- **PROBLEM STATEMENT**: In the data below, copy out the lines from the one containing "[mark] tree (a" through the end of the data, swapping "road" for "street" and changing nothing else.

-- start --

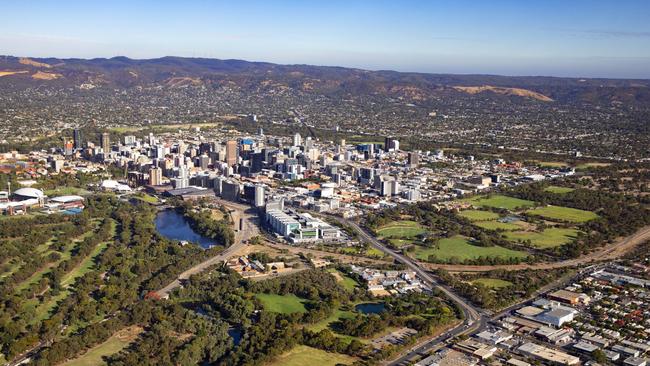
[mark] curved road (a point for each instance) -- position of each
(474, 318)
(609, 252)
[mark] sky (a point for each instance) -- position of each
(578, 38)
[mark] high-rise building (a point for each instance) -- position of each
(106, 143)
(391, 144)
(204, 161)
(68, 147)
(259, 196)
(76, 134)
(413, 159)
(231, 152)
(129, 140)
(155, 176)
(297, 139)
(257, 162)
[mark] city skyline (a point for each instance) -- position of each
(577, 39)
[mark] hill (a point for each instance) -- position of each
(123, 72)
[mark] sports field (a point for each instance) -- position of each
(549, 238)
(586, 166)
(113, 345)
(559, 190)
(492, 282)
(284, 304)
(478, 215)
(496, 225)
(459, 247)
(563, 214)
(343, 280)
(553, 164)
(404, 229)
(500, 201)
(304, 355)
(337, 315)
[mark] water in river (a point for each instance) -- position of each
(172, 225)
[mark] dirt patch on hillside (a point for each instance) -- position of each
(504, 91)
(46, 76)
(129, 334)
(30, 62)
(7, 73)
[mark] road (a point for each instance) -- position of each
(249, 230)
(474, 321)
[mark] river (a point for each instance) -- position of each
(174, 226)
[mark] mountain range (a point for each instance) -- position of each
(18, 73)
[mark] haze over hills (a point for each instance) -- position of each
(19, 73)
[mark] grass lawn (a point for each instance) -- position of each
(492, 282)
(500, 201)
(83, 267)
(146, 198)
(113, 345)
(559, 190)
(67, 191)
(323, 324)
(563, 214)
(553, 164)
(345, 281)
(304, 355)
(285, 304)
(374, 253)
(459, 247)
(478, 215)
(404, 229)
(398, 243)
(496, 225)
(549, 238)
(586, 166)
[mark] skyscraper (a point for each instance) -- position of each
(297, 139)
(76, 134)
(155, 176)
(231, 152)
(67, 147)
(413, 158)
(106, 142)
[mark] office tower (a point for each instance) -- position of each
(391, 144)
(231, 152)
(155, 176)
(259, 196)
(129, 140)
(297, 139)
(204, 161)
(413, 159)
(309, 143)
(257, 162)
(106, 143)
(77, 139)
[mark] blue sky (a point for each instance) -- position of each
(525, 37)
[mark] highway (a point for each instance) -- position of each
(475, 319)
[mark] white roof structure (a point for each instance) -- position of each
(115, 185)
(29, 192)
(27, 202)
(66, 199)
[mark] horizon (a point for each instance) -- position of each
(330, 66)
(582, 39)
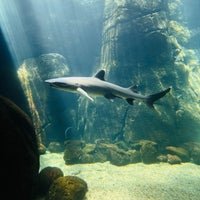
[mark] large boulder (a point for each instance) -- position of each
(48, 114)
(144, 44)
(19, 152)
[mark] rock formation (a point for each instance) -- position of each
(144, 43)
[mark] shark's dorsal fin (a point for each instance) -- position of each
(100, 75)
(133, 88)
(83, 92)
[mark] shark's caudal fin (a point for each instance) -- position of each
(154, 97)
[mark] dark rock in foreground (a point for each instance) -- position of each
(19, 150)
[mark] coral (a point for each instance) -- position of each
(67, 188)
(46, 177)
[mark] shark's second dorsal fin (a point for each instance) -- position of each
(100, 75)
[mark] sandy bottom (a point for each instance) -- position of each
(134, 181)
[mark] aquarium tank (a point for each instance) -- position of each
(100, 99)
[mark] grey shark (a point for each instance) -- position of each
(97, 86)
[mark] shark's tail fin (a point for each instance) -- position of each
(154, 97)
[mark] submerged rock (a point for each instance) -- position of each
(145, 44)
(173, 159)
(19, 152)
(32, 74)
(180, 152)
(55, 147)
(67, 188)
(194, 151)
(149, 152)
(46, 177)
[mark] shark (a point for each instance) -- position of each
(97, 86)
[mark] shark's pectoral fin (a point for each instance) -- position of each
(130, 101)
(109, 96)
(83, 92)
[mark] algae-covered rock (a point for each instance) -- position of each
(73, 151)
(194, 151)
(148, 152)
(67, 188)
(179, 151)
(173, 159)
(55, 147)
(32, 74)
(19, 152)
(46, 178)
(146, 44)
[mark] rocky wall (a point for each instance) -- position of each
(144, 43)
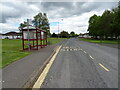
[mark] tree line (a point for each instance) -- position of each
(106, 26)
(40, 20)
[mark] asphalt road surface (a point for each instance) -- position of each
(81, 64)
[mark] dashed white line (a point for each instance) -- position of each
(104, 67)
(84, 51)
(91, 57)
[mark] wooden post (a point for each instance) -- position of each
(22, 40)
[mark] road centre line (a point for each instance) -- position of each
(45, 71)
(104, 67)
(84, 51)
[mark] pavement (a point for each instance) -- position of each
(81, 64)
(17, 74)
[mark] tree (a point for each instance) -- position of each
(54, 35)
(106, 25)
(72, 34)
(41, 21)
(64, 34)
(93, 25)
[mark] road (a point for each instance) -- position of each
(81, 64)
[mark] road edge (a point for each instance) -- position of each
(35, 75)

-- end --

- **SOLUTION BELOW**:
[mark] tree (a point for each instance) -- position of each
(54, 35)
(106, 25)
(72, 34)
(41, 21)
(64, 34)
(93, 25)
[mark] street (a point for each instance) -- position of each
(81, 64)
[mark] street edge (a point for each instance) -- position of each
(35, 75)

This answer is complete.